- Brief: Lay out as a numbered list, leaving out blank lines, the part of the items below that opens with the line containing "One point lands on every instance of the roof, laid" and closes with the line containing "pixel 45 253", both lines included. Give only those lines.

[Items taken from a dataset]

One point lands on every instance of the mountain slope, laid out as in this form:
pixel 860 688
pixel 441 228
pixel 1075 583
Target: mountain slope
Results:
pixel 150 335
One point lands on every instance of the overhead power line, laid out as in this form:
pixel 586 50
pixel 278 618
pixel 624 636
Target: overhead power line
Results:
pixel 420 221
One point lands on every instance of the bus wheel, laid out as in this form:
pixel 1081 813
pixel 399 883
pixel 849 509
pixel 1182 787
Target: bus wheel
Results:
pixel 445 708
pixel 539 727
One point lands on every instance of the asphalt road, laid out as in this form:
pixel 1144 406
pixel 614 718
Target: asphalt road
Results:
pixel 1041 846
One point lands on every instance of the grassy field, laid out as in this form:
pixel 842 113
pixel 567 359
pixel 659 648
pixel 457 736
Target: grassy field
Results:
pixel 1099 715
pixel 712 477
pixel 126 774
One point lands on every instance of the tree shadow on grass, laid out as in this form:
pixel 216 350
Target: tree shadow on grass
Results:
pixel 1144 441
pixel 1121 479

* * *

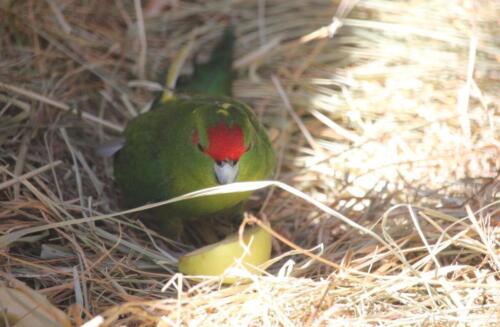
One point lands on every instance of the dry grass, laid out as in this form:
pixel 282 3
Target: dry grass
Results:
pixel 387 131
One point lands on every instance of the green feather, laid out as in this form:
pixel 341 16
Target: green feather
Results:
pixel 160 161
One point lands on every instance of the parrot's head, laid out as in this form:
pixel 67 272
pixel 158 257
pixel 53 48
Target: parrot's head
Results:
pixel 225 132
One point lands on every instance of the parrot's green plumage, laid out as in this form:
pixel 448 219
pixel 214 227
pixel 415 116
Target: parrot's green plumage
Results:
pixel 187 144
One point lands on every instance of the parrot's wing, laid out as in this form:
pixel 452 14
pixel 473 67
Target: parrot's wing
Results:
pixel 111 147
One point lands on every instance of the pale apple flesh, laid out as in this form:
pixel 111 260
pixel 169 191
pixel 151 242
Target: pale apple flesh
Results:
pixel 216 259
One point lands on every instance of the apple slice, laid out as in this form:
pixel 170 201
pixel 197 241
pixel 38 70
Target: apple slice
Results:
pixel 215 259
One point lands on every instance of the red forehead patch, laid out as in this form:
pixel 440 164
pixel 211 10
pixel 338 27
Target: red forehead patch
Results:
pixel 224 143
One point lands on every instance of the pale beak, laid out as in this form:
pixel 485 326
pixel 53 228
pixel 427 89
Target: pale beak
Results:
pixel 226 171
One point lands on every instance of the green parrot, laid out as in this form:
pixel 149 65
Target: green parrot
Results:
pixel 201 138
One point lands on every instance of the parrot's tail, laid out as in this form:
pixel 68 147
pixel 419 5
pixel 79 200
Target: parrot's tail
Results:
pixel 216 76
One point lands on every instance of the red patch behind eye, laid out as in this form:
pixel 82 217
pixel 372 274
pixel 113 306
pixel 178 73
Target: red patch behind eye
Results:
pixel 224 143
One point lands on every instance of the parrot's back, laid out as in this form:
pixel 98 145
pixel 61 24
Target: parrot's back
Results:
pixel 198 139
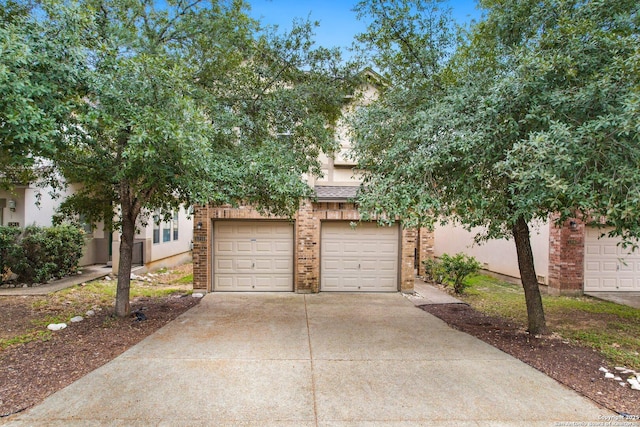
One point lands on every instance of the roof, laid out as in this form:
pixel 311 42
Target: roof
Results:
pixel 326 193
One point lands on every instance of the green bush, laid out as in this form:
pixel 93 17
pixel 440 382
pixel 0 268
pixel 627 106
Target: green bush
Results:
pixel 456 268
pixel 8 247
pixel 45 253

- Full response:
1. One point lands on every instance of the roof, laid out as in this form:
2. pixel 311 42
3. Target: roof
4. Results:
5. pixel 326 193
6. One point lands on every instance of the green bush, laid out as in this form:
7. pixel 93 17
8. pixel 440 382
9. pixel 0 268
10. pixel 627 106
11. Target: green bush
12. Results:
13. pixel 456 268
14. pixel 8 247
15. pixel 45 253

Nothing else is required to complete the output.